**Document:**
++++++
2) Trim the moldings to length at a 45-degree angle with a miter saw [A], creating miter joints. Sand off any burs or splinters to ensure a tight fit on the corners. Back off the bevel along the bottom edge slightly with a sanding block so the top of the joint that shows fits nice and snug. Lay out each piece as you go around the panel to test the length and fit. Finally, test-fit all your parts at once to ensure a tight fit and to make any adjustments.
3) Glue and nail each piece as you go around [B]. Use a flexible, water-based glue and thin brads. The glue is what actually holds the moldings to the MDF door. The brads only hold the moldings in place while the glue sets, so two or three per side are enough. First, lightly tack each piece to the door, so the points of the brads just barely penetrate the door’s surface. Then take it up and spread on the glue. Place the piece back on the door, locating the brad points in their holes, and drive in the brads with a hammer. With a damp rag, wipe off any excess glue that squeezes out from under the moldings.
++++++
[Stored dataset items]
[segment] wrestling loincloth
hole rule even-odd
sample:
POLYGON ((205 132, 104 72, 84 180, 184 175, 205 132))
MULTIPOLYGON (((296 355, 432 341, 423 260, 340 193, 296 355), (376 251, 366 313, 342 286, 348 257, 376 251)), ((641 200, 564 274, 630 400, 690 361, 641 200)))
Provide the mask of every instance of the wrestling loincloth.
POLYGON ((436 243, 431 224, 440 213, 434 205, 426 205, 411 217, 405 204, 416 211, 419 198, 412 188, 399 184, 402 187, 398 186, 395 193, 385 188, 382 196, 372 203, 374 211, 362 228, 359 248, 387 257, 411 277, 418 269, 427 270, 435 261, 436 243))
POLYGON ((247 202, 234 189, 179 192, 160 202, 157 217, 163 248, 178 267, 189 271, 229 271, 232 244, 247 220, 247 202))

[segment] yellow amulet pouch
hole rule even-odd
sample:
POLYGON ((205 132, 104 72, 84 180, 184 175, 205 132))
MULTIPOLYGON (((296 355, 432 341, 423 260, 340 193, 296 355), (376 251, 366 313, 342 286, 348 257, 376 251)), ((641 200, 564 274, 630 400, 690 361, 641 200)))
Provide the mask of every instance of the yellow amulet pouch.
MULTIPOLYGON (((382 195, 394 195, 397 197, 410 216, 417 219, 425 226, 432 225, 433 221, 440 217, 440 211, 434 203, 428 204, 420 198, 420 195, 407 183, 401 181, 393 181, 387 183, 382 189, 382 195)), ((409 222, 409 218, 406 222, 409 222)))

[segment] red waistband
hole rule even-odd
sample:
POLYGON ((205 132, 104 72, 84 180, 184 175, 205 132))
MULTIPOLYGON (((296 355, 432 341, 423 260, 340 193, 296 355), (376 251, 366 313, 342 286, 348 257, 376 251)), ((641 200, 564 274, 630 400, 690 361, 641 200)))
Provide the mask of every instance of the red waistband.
++++++
**Instructions:**
**a.** Answer these from the door molding instructions:
(i) At what angle are the moldings trimmed to length?
(ii) What kind of glue should be used?
(iii) How many brads per side are enough?
**b.** Write what comes next in the door molding instructions, beginning after the sentence about wiping off excess glue.

**Answers to the problems:**
**a.**
(i) A 45-degree angle.
(ii) A flexible, water-based glue.
(iii) Two or three.

**b.**
4) Set the brad heads with a nail set so they are about 1/16″ below the surrounding surface. Let the glue set before the next step.
5) Fill in the nail heads and fill any gaps between the moldings and the door and at the joints [C]. A water-based spackle may dry quicker than some others, but any wood filler with a thin consistency will work. Allow the filler to dry.
6) Sand around the moldings, and the door is ready for hanging. Clean, prime, and paint the door after hanging to prevent damaging the paint during all the drilling, mortising, and handling of hanging.
John Leeke is a preservation consultant who helps homeowners, contractors, and architects understand and maintain their historic buildings.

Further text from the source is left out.